-- start --

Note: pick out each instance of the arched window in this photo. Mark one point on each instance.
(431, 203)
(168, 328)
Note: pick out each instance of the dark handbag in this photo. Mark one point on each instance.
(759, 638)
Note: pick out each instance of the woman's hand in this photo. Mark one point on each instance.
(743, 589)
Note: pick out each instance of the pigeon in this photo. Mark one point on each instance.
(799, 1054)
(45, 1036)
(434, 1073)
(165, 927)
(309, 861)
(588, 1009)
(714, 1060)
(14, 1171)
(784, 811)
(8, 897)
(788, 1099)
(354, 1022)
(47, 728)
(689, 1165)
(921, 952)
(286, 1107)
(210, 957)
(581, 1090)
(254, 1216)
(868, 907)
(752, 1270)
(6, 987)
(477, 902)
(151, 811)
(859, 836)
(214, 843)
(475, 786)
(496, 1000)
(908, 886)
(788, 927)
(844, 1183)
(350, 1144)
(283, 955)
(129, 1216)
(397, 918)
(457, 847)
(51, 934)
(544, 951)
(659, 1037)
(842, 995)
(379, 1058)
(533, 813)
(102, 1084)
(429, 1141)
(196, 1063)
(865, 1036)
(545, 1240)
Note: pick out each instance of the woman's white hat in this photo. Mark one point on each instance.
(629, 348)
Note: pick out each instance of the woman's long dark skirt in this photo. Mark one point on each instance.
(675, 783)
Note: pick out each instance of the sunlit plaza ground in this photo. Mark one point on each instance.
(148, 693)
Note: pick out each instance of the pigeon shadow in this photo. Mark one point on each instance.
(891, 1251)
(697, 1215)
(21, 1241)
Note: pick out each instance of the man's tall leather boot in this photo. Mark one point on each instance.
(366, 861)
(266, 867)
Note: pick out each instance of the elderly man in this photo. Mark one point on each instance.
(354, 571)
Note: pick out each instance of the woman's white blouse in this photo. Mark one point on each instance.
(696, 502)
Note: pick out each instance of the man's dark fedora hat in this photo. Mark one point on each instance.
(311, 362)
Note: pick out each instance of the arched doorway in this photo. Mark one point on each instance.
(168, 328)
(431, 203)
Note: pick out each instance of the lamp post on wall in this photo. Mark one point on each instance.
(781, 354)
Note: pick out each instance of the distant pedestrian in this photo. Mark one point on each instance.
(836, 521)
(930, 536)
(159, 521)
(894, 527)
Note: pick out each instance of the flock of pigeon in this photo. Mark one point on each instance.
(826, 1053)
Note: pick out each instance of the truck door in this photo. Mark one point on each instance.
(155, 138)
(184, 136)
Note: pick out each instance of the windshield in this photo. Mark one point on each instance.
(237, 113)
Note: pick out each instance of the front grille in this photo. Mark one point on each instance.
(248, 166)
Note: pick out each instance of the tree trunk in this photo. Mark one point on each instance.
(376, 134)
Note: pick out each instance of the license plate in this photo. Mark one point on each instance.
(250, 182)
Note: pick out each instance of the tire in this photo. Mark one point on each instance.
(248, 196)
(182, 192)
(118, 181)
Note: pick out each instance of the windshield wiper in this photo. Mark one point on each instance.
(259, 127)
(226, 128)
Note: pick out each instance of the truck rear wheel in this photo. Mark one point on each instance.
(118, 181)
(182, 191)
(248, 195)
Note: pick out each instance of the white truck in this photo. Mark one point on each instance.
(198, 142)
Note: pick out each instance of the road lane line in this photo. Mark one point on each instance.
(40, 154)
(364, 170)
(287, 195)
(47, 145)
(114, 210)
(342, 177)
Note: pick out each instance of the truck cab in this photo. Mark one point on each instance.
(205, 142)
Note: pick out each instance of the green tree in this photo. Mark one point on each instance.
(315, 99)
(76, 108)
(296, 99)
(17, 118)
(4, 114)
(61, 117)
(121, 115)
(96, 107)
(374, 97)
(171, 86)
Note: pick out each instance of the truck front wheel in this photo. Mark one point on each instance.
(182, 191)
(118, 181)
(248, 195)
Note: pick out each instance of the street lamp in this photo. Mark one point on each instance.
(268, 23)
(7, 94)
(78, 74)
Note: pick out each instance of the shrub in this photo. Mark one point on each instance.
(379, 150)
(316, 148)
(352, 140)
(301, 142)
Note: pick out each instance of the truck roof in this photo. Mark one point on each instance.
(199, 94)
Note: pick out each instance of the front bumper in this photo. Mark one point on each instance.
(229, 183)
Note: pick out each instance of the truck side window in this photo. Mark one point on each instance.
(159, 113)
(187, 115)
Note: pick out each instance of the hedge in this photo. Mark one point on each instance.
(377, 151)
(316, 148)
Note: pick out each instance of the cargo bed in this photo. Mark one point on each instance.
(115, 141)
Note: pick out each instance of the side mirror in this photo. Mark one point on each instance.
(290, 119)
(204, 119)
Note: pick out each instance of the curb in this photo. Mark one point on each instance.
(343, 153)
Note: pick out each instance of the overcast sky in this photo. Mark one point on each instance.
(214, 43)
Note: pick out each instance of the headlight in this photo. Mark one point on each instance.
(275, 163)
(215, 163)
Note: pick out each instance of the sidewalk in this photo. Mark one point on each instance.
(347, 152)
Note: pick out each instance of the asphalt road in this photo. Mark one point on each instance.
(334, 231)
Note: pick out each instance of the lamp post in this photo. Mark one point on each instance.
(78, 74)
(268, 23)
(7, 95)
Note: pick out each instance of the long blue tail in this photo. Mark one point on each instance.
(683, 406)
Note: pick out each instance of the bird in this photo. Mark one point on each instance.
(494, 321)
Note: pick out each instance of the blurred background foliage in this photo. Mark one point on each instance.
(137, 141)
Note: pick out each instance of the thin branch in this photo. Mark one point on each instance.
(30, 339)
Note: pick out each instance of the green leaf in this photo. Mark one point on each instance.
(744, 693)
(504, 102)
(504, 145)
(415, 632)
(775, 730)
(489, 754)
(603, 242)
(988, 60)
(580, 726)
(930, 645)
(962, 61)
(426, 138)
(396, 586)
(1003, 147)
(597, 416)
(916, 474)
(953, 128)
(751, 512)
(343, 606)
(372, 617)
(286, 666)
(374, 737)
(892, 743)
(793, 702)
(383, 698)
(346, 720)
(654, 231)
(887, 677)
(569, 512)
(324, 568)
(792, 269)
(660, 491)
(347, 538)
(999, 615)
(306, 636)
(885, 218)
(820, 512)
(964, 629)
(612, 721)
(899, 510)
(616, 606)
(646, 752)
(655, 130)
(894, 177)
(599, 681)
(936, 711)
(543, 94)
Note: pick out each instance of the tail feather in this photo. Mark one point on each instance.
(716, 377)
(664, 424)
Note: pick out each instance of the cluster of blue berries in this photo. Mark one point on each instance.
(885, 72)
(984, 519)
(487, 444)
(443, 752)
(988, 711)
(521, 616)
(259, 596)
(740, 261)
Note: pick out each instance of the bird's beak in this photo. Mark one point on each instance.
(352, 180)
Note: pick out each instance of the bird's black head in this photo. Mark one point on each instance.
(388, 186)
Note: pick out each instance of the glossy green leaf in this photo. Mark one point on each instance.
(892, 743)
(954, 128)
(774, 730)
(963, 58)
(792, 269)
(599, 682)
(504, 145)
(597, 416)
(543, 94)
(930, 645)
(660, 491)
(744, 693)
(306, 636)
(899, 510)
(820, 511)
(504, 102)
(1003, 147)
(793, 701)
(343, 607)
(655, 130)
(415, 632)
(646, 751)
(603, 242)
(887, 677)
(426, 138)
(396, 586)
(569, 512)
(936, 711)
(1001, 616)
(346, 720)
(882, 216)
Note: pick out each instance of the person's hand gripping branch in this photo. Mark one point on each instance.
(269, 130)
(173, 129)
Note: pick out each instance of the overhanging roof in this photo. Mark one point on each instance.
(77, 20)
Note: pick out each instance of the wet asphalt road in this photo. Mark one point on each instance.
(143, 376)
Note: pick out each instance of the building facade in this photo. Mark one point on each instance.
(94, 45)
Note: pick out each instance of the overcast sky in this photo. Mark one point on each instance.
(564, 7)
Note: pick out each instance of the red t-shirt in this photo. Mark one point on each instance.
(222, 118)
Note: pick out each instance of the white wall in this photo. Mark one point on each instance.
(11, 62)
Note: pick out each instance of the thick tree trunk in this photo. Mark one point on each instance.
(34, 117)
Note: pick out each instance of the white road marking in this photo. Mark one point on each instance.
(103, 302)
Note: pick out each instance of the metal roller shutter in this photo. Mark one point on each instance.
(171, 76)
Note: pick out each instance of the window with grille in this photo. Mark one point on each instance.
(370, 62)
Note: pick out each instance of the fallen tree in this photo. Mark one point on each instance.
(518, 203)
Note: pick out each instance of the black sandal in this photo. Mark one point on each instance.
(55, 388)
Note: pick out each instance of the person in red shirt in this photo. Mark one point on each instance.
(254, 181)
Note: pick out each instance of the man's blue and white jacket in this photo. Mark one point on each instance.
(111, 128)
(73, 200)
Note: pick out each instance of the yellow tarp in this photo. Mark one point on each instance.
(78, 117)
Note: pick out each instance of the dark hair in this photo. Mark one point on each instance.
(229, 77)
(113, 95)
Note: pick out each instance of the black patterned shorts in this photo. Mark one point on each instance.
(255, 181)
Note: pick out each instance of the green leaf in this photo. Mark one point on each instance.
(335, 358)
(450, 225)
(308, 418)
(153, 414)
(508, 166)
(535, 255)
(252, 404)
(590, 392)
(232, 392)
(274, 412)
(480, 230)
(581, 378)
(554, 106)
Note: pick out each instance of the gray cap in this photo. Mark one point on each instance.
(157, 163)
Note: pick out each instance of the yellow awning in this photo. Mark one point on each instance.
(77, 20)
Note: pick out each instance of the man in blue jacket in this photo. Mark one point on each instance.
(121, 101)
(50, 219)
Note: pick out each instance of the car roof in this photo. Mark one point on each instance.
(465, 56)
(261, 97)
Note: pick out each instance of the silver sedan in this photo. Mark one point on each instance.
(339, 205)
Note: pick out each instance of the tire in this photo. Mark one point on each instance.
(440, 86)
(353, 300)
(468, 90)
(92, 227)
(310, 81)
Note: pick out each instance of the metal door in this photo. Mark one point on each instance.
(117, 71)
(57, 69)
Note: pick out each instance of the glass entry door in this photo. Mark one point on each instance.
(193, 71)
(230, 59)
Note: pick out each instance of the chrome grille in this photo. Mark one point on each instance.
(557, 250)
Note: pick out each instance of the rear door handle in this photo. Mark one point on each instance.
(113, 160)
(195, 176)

-- end --

**Goal:** Locate the line that contains "Note: pick out each instance of the man in". Repeat it and every line after it, up to and including the final line, exactly.

**Correct result:**
Note: pick out each instance of the man in blue jacket in this photo. Mark one point on each instance.
(121, 101)
(50, 219)
Note: pick out each instance of the car roof in this photo. Mark one point on each instance.
(465, 56)
(261, 97)
Note: pick out each instance of the silver sedan in this photo. Mark one point on each instance.
(339, 205)
Note: pick out each instance of the tire in this photo. Mark one point on each instance.
(440, 86)
(353, 300)
(468, 90)
(92, 227)
(310, 81)
Note: pick out each instance of the metal door in this photo. Mark one point on each instance.
(117, 71)
(57, 69)
Note: pick out each instance of the glass entry door in this photo. Mark one point on each instance.
(193, 71)
(230, 59)
Note: pick out each instance of the chrome grille in this photo. Mark one point on each instance.
(557, 250)
Note: pick out each instance of the rear door handle in this photo. Mark one point on each instance.
(113, 160)
(195, 176)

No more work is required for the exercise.